§ **Problem requirements**
Find the line that contains "the black dress". Repeat that line and all lines following it, exactly, through the end of the listing below.

§ **Data supplied**
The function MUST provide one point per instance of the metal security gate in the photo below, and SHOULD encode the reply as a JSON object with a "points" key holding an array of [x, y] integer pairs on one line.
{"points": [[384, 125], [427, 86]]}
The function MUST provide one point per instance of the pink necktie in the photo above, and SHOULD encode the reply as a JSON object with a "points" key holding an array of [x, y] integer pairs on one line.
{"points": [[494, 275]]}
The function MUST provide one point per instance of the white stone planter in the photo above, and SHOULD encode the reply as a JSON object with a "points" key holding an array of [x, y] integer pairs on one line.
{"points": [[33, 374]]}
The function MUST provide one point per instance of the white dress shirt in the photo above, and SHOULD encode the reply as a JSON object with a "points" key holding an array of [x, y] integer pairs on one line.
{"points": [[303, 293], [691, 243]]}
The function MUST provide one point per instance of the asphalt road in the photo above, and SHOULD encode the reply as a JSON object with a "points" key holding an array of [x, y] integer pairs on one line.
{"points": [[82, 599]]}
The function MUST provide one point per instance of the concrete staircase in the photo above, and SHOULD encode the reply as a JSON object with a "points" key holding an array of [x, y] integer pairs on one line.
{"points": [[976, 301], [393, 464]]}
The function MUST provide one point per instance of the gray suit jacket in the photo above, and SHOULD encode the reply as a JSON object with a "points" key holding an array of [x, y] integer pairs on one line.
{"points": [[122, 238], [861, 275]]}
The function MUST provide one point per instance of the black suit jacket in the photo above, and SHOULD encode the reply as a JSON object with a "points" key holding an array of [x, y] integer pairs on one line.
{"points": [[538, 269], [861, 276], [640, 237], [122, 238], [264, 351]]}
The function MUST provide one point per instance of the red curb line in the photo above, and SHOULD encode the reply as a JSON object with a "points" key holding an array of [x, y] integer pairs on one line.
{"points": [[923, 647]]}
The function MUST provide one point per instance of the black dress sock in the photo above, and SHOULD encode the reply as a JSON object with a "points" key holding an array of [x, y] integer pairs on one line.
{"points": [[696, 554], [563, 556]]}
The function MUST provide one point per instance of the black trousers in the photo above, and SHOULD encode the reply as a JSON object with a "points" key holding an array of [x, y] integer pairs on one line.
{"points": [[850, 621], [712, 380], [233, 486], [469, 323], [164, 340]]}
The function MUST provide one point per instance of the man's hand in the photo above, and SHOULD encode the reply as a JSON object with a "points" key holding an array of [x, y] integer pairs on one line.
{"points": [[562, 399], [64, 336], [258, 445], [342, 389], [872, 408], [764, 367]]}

§ **Response area**
The function MUST provide one point per instance of the black dress sock in the photo above, and SHOULD encode the reply as a JSON object with a "points" key holding an array of [x, y] integer pairs on one line.
{"points": [[696, 554], [563, 556]]}
The function MUST provide one point per instance of the black trousers in the photo above, and SHOULD encode the reply as a JSON object with a "points" key holding an array of [x, y] integer pairs on one line.
{"points": [[850, 621], [712, 380], [233, 486], [469, 323], [164, 340]]}
The function MUST provide one point per instance of the man's hand in the photo above, and SHOULD encode the reply as a JSON object with a "points" key holding an array of [x, y] integer pairs on one line.
{"points": [[562, 399], [64, 336], [258, 445], [342, 389], [872, 408], [764, 367]]}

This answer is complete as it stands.